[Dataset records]
☆ ☆ ☆ ☆ ☆

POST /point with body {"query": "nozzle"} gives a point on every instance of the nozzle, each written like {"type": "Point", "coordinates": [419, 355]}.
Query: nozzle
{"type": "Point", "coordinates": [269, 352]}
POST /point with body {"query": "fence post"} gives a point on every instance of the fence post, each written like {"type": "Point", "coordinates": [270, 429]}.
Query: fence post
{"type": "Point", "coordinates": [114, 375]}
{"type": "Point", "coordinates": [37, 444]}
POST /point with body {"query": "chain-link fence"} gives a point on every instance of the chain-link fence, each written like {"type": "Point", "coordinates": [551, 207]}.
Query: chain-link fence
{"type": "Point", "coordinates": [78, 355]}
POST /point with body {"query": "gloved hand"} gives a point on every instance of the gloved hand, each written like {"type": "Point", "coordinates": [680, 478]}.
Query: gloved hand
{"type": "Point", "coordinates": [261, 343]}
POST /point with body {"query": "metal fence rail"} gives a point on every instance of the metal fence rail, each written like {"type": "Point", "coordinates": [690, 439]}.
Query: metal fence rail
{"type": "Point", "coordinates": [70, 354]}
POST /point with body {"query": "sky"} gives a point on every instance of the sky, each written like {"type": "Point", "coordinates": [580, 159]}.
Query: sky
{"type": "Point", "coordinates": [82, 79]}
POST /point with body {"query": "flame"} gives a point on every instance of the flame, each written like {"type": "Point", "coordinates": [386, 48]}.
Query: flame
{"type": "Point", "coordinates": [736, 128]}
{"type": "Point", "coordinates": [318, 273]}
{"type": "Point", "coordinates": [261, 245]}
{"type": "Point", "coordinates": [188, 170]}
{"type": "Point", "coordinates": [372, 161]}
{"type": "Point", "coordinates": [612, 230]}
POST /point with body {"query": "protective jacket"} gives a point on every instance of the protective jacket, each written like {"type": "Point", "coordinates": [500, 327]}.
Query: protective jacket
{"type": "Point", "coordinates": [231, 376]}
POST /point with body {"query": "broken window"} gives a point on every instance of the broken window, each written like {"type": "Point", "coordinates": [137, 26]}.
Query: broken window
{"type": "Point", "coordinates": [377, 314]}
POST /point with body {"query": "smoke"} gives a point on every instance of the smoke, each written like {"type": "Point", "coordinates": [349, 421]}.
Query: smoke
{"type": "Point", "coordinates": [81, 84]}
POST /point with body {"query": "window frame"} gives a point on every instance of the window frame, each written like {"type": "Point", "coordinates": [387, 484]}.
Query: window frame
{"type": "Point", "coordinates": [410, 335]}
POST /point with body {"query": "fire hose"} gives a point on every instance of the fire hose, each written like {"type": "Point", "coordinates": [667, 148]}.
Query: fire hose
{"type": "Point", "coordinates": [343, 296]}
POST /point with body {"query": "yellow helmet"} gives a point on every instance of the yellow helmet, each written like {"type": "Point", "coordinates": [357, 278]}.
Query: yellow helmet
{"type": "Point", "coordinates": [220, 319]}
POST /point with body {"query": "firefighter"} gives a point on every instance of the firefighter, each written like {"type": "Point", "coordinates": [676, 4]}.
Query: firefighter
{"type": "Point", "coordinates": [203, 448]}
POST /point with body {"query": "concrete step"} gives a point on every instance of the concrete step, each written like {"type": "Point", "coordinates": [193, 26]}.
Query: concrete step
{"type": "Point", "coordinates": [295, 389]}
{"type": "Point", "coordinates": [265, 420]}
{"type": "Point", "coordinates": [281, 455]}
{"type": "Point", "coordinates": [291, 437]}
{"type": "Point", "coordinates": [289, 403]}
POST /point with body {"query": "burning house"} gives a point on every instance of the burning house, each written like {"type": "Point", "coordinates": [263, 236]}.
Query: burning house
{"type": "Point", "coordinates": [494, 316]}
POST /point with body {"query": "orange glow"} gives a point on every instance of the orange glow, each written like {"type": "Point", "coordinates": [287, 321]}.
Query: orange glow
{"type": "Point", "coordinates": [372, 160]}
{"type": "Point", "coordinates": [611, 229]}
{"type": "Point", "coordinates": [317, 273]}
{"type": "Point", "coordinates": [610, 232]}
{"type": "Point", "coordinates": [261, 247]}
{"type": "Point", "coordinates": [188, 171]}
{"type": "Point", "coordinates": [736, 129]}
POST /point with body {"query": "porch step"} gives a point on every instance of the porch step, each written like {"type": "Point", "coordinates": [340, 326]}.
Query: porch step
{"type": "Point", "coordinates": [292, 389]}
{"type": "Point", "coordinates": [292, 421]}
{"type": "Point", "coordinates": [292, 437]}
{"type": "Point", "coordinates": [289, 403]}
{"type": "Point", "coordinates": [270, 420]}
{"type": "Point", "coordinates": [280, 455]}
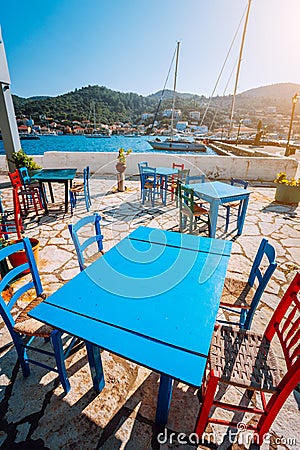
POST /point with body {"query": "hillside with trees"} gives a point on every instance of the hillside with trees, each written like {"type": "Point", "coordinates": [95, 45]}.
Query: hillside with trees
{"type": "Point", "coordinates": [113, 106]}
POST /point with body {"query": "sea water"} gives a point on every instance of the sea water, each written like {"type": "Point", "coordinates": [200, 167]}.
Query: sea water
{"type": "Point", "coordinates": [72, 143]}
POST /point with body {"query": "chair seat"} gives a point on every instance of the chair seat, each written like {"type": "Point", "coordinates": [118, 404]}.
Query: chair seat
{"type": "Point", "coordinates": [237, 293]}
{"type": "Point", "coordinates": [90, 259]}
{"type": "Point", "coordinates": [77, 187]}
{"type": "Point", "coordinates": [244, 358]}
{"type": "Point", "coordinates": [199, 210]}
{"type": "Point", "coordinates": [32, 327]}
{"type": "Point", "coordinates": [232, 205]}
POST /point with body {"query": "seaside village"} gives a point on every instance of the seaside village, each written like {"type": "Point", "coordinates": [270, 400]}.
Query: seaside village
{"type": "Point", "coordinates": [148, 300]}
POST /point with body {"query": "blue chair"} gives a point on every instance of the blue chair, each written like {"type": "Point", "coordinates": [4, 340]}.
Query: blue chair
{"type": "Point", "coordinates": [238, 205]}
{"type": "Point", "coordinates": [81, 189]}
{"type": "Point", "coordinates": [195, 179]}
{"type": "Point", "coordinates": [242, 297]}
{"type": "Point", "coordinates": [11, 221]}
{"type": "Point", "coordinates": [22, 328]}
{"type": "Point", "coordinates": [189, 209]}
{"type": "Point", "coordinates": [141, 166]}
{"type": "Point", "coordinates": [149, 184]}
{"type": "Point", "coordinates": [82, 243]}
{"type": "Point", "coordinates": [27, 183]}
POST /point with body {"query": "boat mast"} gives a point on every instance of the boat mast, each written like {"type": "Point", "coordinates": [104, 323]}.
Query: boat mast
{"type": "Point", "coordinates": [238, 68]}
{"type": "Point", "coordinates": [94, 112]}
{"type": "Point", "coordinates": [174, 89]}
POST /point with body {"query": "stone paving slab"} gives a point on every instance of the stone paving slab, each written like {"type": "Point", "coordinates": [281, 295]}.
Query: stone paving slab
{"type": "Point", "coordinates": [34, 412]}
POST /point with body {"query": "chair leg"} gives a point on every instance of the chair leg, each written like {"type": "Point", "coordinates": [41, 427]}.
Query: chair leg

☆ ☆ ☆ ☆ ☆

Task description:
Which lines should be output? Exactly those from the first line of the data through the line containing "of the fence", inclusive.

Written answer:
POST /point with body {"query": "nozzle"} gives a point on every instance of the nozzle, each written like {"type": "Point", "coordinates": [419, 355]}.
Query: nozzle
{"type": "Point", "coordinates": [269, 352]}
POST /point with body {"query": "fence post"} gives a point on every instance of the fence post, each written like {"type": "Point", "coordinates": [270, 429]}.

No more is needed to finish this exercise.